In the listing below, rewrite every line in the stretch from the line containing "Where can you spot the hippo rump?" through the end of the listing, requests included, and scale each coordinate in the answers by 0.2, rounding to whole numbers with halves rounded up. Return only those lines.
— start of ENTRIES —
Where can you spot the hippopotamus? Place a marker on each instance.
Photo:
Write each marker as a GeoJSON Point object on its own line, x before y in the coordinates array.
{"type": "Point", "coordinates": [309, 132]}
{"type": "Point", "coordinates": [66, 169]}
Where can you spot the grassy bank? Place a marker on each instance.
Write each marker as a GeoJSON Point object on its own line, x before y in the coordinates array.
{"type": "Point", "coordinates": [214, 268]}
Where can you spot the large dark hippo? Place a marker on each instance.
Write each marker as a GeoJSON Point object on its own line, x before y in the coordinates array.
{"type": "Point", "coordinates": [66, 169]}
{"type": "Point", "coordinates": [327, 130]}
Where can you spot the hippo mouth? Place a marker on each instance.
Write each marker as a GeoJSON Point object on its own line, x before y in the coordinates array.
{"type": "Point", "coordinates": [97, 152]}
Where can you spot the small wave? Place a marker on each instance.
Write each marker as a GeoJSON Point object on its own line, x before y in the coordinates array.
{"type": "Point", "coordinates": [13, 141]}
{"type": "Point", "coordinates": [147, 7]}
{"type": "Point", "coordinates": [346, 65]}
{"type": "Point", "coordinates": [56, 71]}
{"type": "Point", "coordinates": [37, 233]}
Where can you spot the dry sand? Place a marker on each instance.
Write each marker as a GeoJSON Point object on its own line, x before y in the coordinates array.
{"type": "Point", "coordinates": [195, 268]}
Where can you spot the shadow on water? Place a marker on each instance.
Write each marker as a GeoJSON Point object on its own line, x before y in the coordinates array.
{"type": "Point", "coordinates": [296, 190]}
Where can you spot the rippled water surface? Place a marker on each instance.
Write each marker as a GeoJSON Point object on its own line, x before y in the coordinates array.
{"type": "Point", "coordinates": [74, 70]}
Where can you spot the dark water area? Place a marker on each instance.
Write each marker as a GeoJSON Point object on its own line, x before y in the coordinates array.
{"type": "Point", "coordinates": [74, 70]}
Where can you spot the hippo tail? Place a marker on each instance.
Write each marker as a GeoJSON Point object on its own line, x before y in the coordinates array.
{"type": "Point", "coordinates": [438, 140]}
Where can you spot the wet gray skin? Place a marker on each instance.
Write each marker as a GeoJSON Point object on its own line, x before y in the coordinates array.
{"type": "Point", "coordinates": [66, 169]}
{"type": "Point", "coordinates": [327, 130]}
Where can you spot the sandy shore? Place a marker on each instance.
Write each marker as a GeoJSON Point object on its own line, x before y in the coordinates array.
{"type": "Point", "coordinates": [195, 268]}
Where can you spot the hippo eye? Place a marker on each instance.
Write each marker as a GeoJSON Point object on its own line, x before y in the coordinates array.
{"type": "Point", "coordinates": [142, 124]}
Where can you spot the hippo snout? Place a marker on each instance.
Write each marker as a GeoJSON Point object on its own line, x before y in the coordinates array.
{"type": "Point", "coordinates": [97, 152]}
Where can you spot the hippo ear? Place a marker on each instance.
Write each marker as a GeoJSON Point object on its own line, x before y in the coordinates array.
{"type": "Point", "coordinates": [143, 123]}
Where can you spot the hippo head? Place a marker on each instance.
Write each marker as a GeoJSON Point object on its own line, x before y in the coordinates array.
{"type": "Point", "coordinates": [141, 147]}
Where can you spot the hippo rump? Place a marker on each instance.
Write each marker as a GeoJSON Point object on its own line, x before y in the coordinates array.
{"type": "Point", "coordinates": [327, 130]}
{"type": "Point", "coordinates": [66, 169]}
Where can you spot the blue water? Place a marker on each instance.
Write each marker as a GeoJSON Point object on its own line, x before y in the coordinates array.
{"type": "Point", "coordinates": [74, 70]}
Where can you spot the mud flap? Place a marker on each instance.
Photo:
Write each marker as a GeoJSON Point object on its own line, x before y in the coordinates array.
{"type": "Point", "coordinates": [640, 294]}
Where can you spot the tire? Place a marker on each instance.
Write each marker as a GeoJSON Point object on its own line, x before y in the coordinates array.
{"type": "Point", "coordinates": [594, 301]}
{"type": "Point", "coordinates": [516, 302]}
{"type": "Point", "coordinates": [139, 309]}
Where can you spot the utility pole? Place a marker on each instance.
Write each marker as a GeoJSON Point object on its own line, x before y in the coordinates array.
— end of ENTRIES —
## WRITTEN SOLUTION
Where can you spot the hippo rump? Place a marker on each instance.
Write each marker as a GeoJSON Point object on its own line, x before y in the coordinates array.
{"type": "Point", "coordinates": [65, 26]}
{"type": "Point", "coordinates": [13, 34]}
Where can you spot the blue water? Place a marker on each instance.
Write each marker as a GeoJSON Point object on its own line, x before y in the coordinates array.
{"type": "Point", "coordinates": [15, 14]}
Where can you spot the mud flap? Place a marker on each instance.
Photo:
Write each marker as a GeoJSON Point object on its own line, x before y in the coordinates array.
{"type": "Point", "coordinates": [128, 59]}
Where can you spot the tire? Place a marker on each instance.
Write each marker as a GeoJSON Point object on its own line, x before y in the coordinates array.
{"type": "Point", "coordinates": [119, 60]}
{"type": "Point", "coordinates": [103, 60]}
{"type": "Point", "coordinates": [28, 62]}
Where can you spot the utility pole? Place a marker on each instance.
Write each marker as a GeoJSON Point object on its own line, x before y in the coordinates array.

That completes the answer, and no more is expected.